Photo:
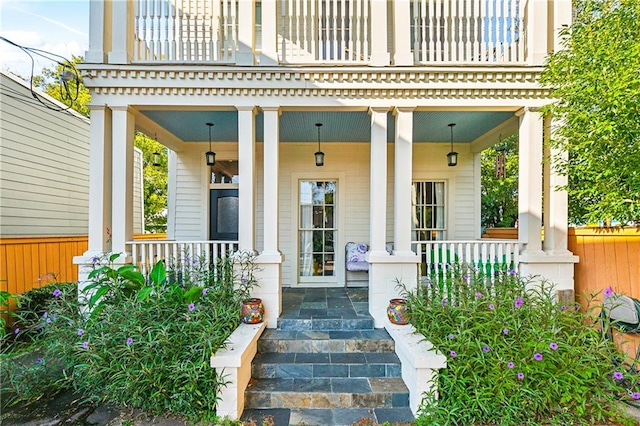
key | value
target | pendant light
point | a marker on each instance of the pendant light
(452, 156)
(319, 154)
(210, 156)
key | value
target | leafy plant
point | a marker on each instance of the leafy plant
(514, 354)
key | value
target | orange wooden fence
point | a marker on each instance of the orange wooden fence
(27, 263)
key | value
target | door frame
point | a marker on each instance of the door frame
(340, 209)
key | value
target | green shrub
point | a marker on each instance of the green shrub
(147, 341)
(514, 354)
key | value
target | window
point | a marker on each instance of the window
(428, 204)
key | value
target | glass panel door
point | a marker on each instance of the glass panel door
(317, 230)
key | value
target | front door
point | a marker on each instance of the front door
(317, 232)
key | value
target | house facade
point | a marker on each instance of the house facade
(395, 87)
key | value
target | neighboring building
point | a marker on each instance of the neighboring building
(385, 79)
(44, 186)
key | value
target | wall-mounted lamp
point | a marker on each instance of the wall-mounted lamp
(452, 156)
(319, 154)
(210, 156)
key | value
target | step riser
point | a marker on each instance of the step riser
(325, 400)
(323, 346)
(270, 371)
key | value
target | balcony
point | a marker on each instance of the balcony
(322, 32)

__TASK TO COMPLETE__. Above are the entries. Copy exactly the part that opens with the line containing "target | pendant light" and closes with the line containing "target | glass panel door", and no more.

__REPLY__.
target | pendant light
point | a marker on each instance of the pendant light
(452, 156)
(319, 154)
(210, 156)
key | value
target | leafy plant
point | a marker on each instance of the leafy plant
(514, 354)
key | value
target | orange wooden fence
point | a marker on each instance of the orange wooden fence
(27, 263)
key | value
target | door frame
point | a marker on each instance of the door frame
(340, 209)
key | value
target | green shrub
point | a marker on each instance of the green shrub
(147, 341)
(514, 354)
key | value
target | window
point | a marker on each instance of the window
(428, 204)
key | value
target | glass panel door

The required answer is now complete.